*TASK INPUT*:
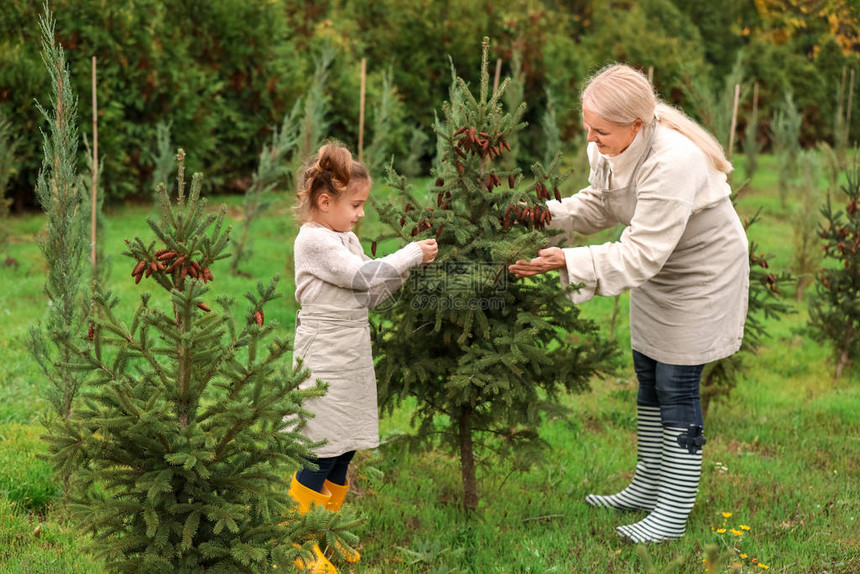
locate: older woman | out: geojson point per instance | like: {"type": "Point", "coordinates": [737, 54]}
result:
{"type": "Point", "coordinates": [683, 256]}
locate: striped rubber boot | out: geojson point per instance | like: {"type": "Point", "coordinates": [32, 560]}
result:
{"type": "Point", "coordinates": [641, 494]}
{"type": "Point", "coordinates": [680, 470]}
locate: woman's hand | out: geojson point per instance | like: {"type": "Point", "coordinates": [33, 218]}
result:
{"type": "Point", "coordinates": [547, 260]}
{"type": "Point", "coordinates": [429, 249]}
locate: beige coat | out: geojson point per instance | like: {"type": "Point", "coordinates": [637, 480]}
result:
{"type": "Point", "coordinates": [335, 285]}
{"type": "Point", "coordinates": [683, 254]}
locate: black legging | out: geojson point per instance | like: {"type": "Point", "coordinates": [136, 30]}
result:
{"type": "Point", "coordinates": [332, 469]}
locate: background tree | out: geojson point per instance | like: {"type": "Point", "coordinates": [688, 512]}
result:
{"type": "Point", "coordinates": [751, 146]}
{"type": "Point", "coordinates": [721, 377]}
{"type": "Point", "coordinates": [786, 144]}
{"type": "Point", "coordinates": [412, 166]}
{"type": "Point", "coordinates": [834, 310]}
{"type": "Point", "coordinates": [183, 440]}
{"type": "Point", "coordinates": [163, 158]}
{"type": "Point", "coordinates": [272, 170]}
{"type": "Point", "coordinates": [805, 222]}
{"type": "Point", "coordinates": [484, 356]}
{"type": "Point", "coordinates": [388, 115]}
{"type": "Point", "coordinates": [8, 143]}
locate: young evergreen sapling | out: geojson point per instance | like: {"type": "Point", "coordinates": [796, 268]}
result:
{"type": "Point", "coordinates": [183, 447]}
{"type": "Point", "coordinates": [834, 309]}
{"type": "Point", "coordinates": [485, 357]}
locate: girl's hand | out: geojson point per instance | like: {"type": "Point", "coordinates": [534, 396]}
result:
{"type": "Point", "coordinates": [548, 259]}
{"type": "Point", "coordinates": [429, 249]}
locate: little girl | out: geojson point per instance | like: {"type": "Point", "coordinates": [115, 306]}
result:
{"type": "Point", "coordinates": [335, 285]}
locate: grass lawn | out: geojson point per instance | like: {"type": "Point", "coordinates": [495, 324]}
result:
{"type": "Point", "coordinates": [781, 467]}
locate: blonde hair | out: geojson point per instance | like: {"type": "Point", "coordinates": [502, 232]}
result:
{"type": "Point", "coordinates": [330, 171]}
{"type": "Point", "coordinates": [622, 95]}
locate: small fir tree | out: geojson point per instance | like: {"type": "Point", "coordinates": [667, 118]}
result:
{"type": "Point", "coordinates": [549, 126]}
{"type": "Point", "coordinates": [8, 144]}
{"type": "Point", "coordinates": [387, 116]}
{"type": "Point", "coordinates": [721, 377]}
{"type": "Point", "coordinates": [832, 168]}
{"type": "Point", "coordinates": [834, 310]}
{"type": "Point", "coordinates": [272, 170]}
{"type": "Point", "coordinates": [314, 123]}
{"type": "Point", "coordinates": [514, 97]}
{"type": "Point", "coordinates": [805, 222]}
{"type": "Point", "coordinates": [714, 103]}
{"type": "Point", "coordinates": [842, 117]}
{"type": "Point", "coordinates": [182, 446]}
{"type": "Point", "coordinates": [411, 166]}
{"type": "Point", "coordinates": [64, 247]}
{"type": "Point", "coordinates": [786, 142]}
{"type": "Point", "coordinates": [163, 158]}
{"type": "Point", "coordinates": [484, 356]}
{"type": "Point", "coordinates": [752, 147]}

*REQUIRED WORK*: Quote the records in their entirety, keeping the wording exact and excluding pictures.

*WRITTEN ANSWER*:
locate: older woman | out: geojson point per instance | like: {"type": "Point", "coordinates": [737, 54]}
result:
{"type": "Point", "coordinates": [683, 256]}
locate: striped rubber boot | out: geojson point per instance | like: {"type": "Point", "coordinates": [32, 560]}
result:
{"type": "Point", "coordinates": [641, 494]}
{"type": "Point", "coordinates": [680, 470]}
locate: woman's hand | out: geojson point per instance | like: {"type": "Point", "coordinates": [33, 218]}
result:
{"type": "Point", "coordinates": [547, 260]}
{"type": "Point", "coordinates": [429, 249]}
locate: beige coat | out: geojson point per instance | like: {"type": "Point", "coordinates": [637, 480]}
result:
{"type": "Point", "coordinates": [335, 285]}
{"type": "Point", "coordinates": [683, 254]}
locate: black legging | out: geojson point per instance | like: {"type": "Point", "coordinates": [136, 30]}
result:
{"type": "Point", "coordinates": [332, 469]}
locate: background tree | out: geojson point per instance | like: {"type": "Point", "coordinates": [688, 512]}
result:
{"type": "Point", "coordinates": [751, 146]}
{"type": "Point", "coordinates": [721, 377]}
{"type": "Point", "coordinates": [786, 144]}
{"type": "Point", "coordinates": [412, 166]}
{"type": "Point", "coordinates": [834, 310]}
{"type": "Point", "coordinates": [183, 440]}
{"type": "Point", "coordinates": [163, 158]}
{"type": "Point", "coordinates": [272, 170]}
{"type": "Point", "coordinates": [805, 222]}
{"type": "Point", "coordinates": [484, 356]}
{"type": "Point", "coordinates": [388, 115]}
{"type": "Point", "coordinates": [8, 143]}
locate: young evergreen sapling | out: geojson point per instance | like: {"type": "Point", "coordinates": [796, 268]}
result:
{"type": "Point", "coordinates": [183, 447]}
{"type": "Point", "coordinates": [834, 309]}
{"type": "Point", "coordinates": [485, 357]}
locate: girl's hand | out: geojson point per instance | like: {"type": "Point", "coordinates": [534, 396]}
result:
{"type": "Point", "coordinates": [548, 259]}
{"type": "Point", "coordinates": [429, 249]}
locate: little girl | out: geojson point per instance | like: {"type": "Point", "coordinates": [115, 306]}
result:
{"type": "Point", "coordinates": [335, 285]}
locate: grass lawn | out: geojson point per instance | like: {"type": "Point", "coordinates": [495, 324]}
result:
{"type": "Point", "coordinates": [781, 467]}
locate: blonde hair | out: geojson point per instance | like: {"type": "Point", "coordinates": [502, 232]}
result:
{"type": "Point", "coordinates": [330, 171]}
{"type": "Point", "coordinates": [622, 95]}
locate: small fir tree | out: geojson point per instance | like: {"type": "Point", "coordinates": [667, 118]}
result:
{"type": "Point", "coordinates": [549, 126]}
{"type": "Point", "coordinates": [8, 144]}
{"type": "Point", "coordinates": [387, 116]}
{"type": "Point", "coordinates": [721, 377]}
{"type": "Point", "coordinates": [832, 168]}
{"type": "Point", "coordinates": [834, 310]}
{"type": "Point", "coordinates": [272, 170]}
{"type": "Point", "coordinates": [314, 123]}
{"type": "Point", "coordinates": [514, 97]}
{"type": "Point", "coordinates": [805, 222]}
{"type": "Point", "coordinates": [714, 103]}
{"type": "Point", "coordinates": [842, 117]}
{"type": "Point", "coordinates": [182, 446]}
{"type": "Point", "coordinates": [411, 166]}
{"type": "Point", "coordinates": [64, 247]}
{"type": "Point", "coordinates": [786, 142]}
{"type": "Point", "coordinates": [163, 158]}
{"type": "Point", "coordinates": [484, 356]}
{"type": "Point", "coordinates": [752, 147]}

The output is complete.